• **Task description**: Report every line of the rows below that contains the word "crawler", reproducing each such line in full.

— Start Records —

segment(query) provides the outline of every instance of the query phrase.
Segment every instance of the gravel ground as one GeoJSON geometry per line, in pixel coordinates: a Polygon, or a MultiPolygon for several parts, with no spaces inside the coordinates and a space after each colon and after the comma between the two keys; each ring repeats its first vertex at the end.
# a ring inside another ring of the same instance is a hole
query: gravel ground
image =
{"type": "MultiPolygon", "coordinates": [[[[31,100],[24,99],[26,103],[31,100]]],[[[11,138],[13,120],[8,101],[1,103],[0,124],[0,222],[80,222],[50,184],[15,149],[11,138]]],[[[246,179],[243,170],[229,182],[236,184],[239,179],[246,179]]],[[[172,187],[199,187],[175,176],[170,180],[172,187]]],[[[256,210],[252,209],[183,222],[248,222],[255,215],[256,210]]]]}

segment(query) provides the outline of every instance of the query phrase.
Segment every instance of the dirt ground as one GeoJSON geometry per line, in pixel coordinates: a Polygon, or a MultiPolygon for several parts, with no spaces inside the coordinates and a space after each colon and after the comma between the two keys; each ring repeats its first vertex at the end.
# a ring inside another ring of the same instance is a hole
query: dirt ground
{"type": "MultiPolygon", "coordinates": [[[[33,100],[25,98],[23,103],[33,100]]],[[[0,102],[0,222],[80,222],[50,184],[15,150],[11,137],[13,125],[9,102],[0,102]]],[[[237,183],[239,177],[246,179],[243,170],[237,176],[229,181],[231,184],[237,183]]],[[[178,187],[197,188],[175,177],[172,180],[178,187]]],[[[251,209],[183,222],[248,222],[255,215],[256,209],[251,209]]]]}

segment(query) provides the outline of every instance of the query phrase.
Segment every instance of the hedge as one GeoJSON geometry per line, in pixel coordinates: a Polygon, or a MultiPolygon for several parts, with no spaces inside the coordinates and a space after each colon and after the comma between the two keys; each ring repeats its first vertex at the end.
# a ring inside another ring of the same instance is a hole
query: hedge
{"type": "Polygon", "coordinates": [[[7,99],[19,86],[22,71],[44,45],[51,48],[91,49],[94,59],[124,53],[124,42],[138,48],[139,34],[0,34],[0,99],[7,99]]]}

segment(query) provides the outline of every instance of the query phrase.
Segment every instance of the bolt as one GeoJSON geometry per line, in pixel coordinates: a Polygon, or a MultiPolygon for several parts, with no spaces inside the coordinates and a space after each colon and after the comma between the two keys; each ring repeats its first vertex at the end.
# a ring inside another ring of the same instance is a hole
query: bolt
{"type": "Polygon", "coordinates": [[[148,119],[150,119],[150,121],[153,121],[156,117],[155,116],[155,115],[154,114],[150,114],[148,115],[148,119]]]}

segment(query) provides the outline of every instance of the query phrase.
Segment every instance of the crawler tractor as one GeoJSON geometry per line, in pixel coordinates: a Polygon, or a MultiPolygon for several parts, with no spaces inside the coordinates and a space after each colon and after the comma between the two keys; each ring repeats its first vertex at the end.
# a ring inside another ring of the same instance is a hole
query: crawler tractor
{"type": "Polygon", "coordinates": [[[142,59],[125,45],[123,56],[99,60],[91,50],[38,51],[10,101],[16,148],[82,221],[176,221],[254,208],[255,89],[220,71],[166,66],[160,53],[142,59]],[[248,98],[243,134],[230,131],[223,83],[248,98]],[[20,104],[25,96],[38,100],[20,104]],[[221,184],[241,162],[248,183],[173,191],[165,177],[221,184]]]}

— End Records —

• **Exercise result**:
Segment every instance of the crawler tractor as one GeoJSON geometry per line, in pixel coordinates: a Polygon, or a MultiPolygon for several parts, with no spaces inside the coordinates and a space after each colon and after the comma between the two keys; each ring repeats its first vertex at the end.
query: crawler tractor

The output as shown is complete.